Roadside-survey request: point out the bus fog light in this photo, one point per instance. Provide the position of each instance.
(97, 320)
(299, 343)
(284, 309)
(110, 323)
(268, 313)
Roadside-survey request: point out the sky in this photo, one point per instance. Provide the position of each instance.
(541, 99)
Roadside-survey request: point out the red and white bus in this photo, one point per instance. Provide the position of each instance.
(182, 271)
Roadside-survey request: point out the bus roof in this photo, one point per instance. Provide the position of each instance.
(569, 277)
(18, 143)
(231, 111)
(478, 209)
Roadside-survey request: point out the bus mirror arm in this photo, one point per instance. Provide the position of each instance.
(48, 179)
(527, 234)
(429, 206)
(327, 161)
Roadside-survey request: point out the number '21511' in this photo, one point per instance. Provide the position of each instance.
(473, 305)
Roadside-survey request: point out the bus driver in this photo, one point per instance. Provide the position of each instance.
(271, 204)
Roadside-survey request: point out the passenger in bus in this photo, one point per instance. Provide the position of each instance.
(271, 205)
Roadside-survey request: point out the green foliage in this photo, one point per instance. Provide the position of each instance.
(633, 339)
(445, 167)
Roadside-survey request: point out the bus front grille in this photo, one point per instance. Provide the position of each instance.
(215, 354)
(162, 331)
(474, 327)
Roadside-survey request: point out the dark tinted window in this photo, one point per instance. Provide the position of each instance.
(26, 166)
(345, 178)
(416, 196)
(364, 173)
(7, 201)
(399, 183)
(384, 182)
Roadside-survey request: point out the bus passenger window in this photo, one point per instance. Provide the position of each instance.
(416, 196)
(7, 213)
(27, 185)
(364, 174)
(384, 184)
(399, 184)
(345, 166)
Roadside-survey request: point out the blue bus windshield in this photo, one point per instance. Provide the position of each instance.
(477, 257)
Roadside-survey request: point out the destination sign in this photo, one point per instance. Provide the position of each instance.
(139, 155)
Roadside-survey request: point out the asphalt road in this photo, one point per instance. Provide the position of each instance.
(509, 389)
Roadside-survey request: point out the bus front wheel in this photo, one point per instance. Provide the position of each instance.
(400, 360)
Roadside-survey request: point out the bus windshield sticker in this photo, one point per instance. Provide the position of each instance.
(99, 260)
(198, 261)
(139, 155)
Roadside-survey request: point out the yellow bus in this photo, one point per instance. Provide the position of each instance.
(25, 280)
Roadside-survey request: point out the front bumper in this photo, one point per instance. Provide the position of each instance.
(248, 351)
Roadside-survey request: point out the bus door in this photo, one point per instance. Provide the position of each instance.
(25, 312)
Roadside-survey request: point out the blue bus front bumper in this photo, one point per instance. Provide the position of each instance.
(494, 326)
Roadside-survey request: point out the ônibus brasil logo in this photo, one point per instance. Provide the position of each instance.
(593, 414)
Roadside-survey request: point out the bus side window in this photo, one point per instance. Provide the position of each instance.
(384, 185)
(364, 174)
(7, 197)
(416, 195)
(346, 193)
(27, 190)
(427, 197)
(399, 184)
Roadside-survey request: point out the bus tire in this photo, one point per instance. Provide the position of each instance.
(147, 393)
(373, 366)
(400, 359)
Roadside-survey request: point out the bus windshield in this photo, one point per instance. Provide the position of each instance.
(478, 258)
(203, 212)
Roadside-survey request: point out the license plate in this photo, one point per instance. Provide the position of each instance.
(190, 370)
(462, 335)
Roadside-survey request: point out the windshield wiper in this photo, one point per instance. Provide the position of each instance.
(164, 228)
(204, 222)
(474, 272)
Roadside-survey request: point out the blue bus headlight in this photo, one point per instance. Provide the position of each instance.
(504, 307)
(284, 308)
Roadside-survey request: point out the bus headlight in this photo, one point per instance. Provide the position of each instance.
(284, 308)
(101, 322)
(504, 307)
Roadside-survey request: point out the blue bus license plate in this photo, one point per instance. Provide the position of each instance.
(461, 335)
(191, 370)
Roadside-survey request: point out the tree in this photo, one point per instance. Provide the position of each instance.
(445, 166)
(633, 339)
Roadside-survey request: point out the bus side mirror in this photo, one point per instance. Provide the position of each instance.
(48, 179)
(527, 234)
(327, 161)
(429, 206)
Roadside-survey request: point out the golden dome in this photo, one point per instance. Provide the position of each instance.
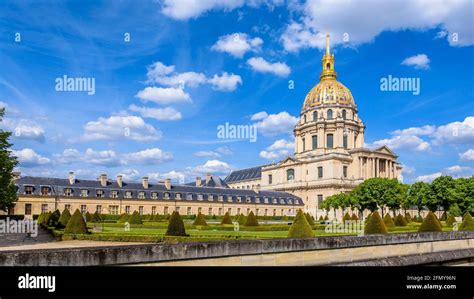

==================================================

-- What the task requires --
Sift the records and copy every line that contains the string "bumper". Case matters.

-- Expected output --
Roadside-survey request: point out the front bumper in this photo, one point per instance. Provide the position of each instance.
Roadside-survey request: point out the blue bus front bumper in this photo, one point per instance. Provide the position of each instance.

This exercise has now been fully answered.